§ Text extract
** Start **

The campaign around “Black Lives Matter” (BLM) has led many people to look for references in the history of the struggle against the oppression of and violence against black people. Among the most well-known black activist are Marcus Garvey, Malcom X, and Martin Luther King. But communists do not base their political orientation on activists fighting for equal rights within capitalism. For communists the goal of the struggle lies beyond the limits of the present mode of production. The real abolition of all forms of racial oppression can only be achieved through the fight of the international working class for communism. The crucial question is: what does that mean concretely, except for the fact that communists reject the anti-racist campaigns, which look for answers in the framework of bourgeois politics?

In order to be able to respond to this question we have to base ourselves on the theoretical achievements of marxism. Therefore we must examine how the political vanguard pf the workers’ movement conducted the theoretical-political combat with regard to the “Negro question” in the history the U.S. Why the U.S.?  Because in the U.S. from the first days the workers’ movement faced the biggest obstacles to the unification of its struggle because of the racial ideology which had systematically presented black people as inferior to white people.

Against this background the workers’ movement in the U.S., throughout its history, has been challenged with working out a clear position on this question, and with taking the necessary steps to integrating black workers into the struggle of the whole working class. The first step was made in the second half of the 19th century, beginning with the “American Workers League” (AWL); the second step was made after 1901 by the “Socialist Party of America” (SPA); and the third was made by the different communist organisations after the founding of the Third International, to begin with the “Communist Party of the USA” (CPUSA).

** End **

§ What to work on
Can you set down, word for word, the part of the text above on the U.S. workers' movement that opens with the words containing "The campaign around" and closes with "of bourgeois politics?"?

§ Collected data
** Start **

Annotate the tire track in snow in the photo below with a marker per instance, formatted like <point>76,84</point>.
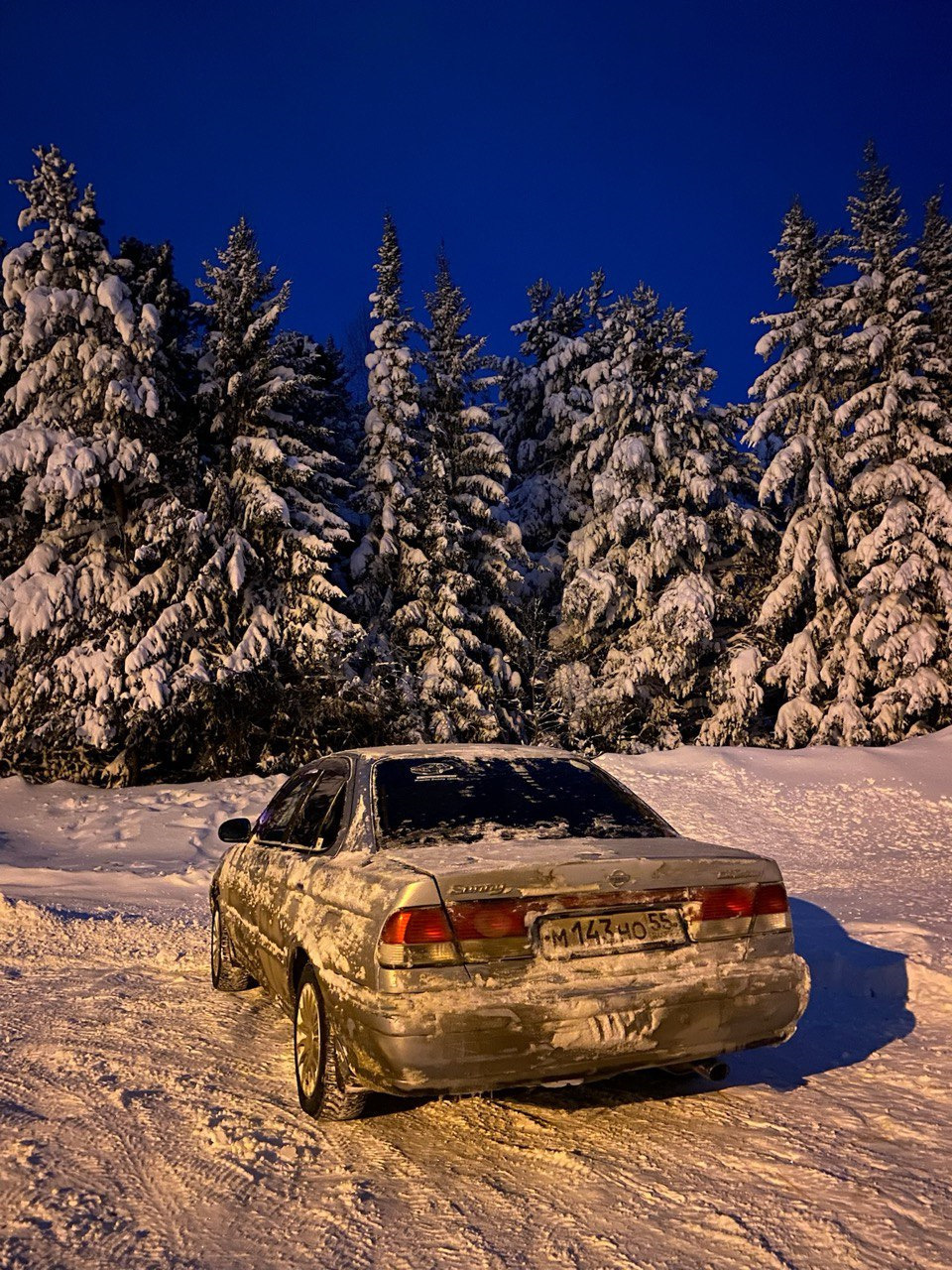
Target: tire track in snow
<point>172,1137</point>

** End **

§ Final result
The campaign around “Black Lives Matter” (BLM) has led many people to look for references in the history of the struggle against the oppression of and violence against black people. Among the most well-known black activist are Marcus Garvey, Malcom X, and Martin Luther King. But communists do not base their political orientation on activists fighting for equal rights within capitalism. For communists the goal of the struggle lies beyond the limits of the present mode of production. The real abolition of all forms of racial oppression can only be achieved through the fight of the international working class for communism. The crucial question is: what does that mean concretely, except for the fact that communists reject the anti-racist campaigns, which look for answers in the framework of bourgeois politics?